▶ EXTRACT TO READ
• • •

A message from NAHT general secretary Paul Whiteman to members in England.

At the moment, it seems that barely a day can pass without another government announcement. With so much going on, I wanted to update you today on some of the most crucial issues.

Critical worker and vulnerable child provision

This remains the most pressing challenge for us all right now. Thank you to all of you who completed the survey at the end of last week. I hope you will have seen that we released the results yesterday and received a significant amount of media coverage on the issue. Our strategy at the moment is to argue the case privately with the government but also use our public voice to highlight the problems the current critical worker list is causing. Yesterday we shared the data we have with the Department for Education (DfE) to demonstrate the scale of the problem facing many schools.

We have called publicly for a change to the list. At the very least, we believe it should be made clear that, in most cases, pupils will only be eligible for a place where both parents are critical workers. We are also calling for the government to be clear about what its scientific advisors recommend when it comes to a limit on the number of pupils in school. In the absence of helpful guidance from the government, we have also published our own advice on the matter.

We know that many of you have also reviewed your risk assessments and decided to prohibit most external visitors at this time. We will continue to support schools who take this approach because we believe that school leaders are best placed to make such decisions.

As mentioned previously, we are particularly concerned about how this affects special schools and AP, with the government suggesting that all pupils are eligible for a place. Last week our SEND council held an emergency meeting to discuss our response. Since then, we have been lobbying the government on this issue and asking it to revisit the guidance so that leaders in special schools have the flexibility to make decisions based on the unique circumstances of their schools. We have been told to expect some updated guidance for special schools imminently, and so we will be looking closely to see if this addresses the issues we have been raising before considering the next steps.

Remote learning and Ofsted

The secretary of state’s announcements on remote learning and the role of Ofsted in ‘enforcing’ these last week were nothing short of disgraceful. Schools and school leaders worked tirelessly last week to put the necessary arrangements in place in their schools. To add to the burden and pressure was inexcusable. We have made that very clear to the government, and you can read our public response here.

Behind the scenes, we have been looking closely at the existing Ofsted complaints procedure. Our view is that there is a limit to what Ofsted can do here, and we have today published some advice on the matter that we hope will be helpful to members.

• • •

Descriptions of photo regions in plain language:
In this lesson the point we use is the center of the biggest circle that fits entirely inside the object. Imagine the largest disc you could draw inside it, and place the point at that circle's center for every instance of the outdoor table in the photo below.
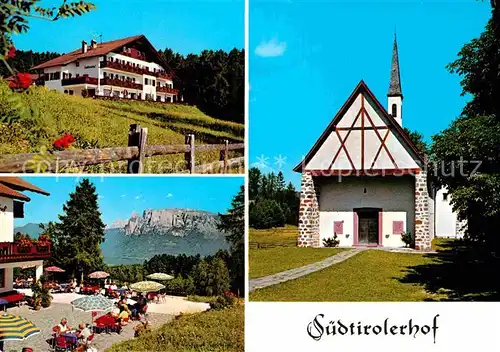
(71, 337)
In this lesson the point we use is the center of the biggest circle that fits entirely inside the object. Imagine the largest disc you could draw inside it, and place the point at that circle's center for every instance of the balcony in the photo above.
(79, 80)
(164, 75)
(12, 252)
(134, 69)
(125, 67)
(119, 83)
(167, 90)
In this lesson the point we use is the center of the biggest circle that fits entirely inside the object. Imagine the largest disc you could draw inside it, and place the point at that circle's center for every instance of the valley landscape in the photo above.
(162, 231)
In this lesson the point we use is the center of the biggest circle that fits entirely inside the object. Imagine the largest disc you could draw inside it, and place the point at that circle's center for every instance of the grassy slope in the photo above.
(108, 123)
(286, 235)
(263, 262)
(369, 276)
(213, 331)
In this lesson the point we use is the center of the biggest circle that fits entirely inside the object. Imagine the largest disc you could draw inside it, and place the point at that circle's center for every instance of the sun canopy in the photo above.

• • •

▶ TASK REQUIREMENTS
1. In the NAHT general secretary's message to members, why will the NAHT keep supporting schools that have decided to prohibit most external visitors?
2. Write the next part of the NAHT general secretary's message to members, picking up after its final paragraph on the Ofsted complaints procedure.

▶ ANSWERS BY ITEM
1. The NAHT believes school leaders are best placed to make such decisions, so it will continue to support schools that take this approach.

2.
We will continue to challenge the government’s unhelpful, top-down approach to remote learning, which appears to be based more on media soundbites than understanding how best to support pupils remotely.

Free school meals

As soon as the announcement was made last Monday, many of you contacted us to ask about the Free School Meals (FSMs) situation. You were clear that you needed the flexibility to offer FSMs in a way that worked for you. We have been lobbying the government on that basis, and we are pleased to say it appears to have listened. The latest announcement is clear that if food parcels are not appropriate (and we know in many cases they won’t be), schools have the flexibility to use their own voucher scheme and claim back the money, or access a national vouchers scheme.

Nurseries and maintained nursery schools

Last week, we held a briefing for leaders in maintained nursery schools, which was also attended by some primary leaders who have nurseries. Members in maintained nursery schools should have received an email from us on Friday explaining the action we are taking.

When it comes to nurseries in primary schools, we have once again seen U-turns and conflicting messages from the government. On Monday last week, the government informed other organisations and us that school leaders would have flexibility in determining who would attend during the national lockdown. This was then seemingly reversed in the guidance on Thursday, which stated that all nurseries should remain fully open. We know this is causing major issues for many of our members, both in relation to the numbers of pupils attending and the funding implications if numbers are reduced. We have already written to the early years minister Vicky Ford to ask for urgent answers, and we are continuing to pursue this with DfE officials.

Vaccination

We continue to call for all education staff to be prioritised for vaccination once the most medically vulnerable have been given precedence. We are particularly stressing the need for staff in specialist settings and early years to be prioritised, given the current situation.

While this matter is still being debated and discussed by the Joint Committee on Vaccination and Immunisation, we did see a positive response from one of its members (Professor Adam Finn) yesterday, who said that the critical role teachers play really will figure in the discussions. We have seen similar statements today from the chief executive of NHS England and the vaccines minister.

Primary assessment

We were quick to inform the DfE that the only decision we would support in light of the current situation was cancelling all forms of statutory primary assessment in 2020/21. We were pleased to see the secretary of state confirm this in parliament last week. Our work now continues to consider the longer-term implications of this and discussions about 2021/22. We are also pressing for a decision about EYFSP for 2021.

Secondary exams  

You will have seen the announcement that secondary exams have been cancelled for 2021. We have already attended meetings with the DfE to discuss its plans on how best to approach GCSEs and A levels. These conversations have been informed by discussions we have been having with our secondary council and secondary members. Our understanding is that the profession will be formally consulted on these plans and that this should be launched in the coming days.

Alongside our work on primary assessment and secondary exams, we are in ongoing discussions with the DfE accountability team about the impact of these decisions on performance tables and the calculation and use of data.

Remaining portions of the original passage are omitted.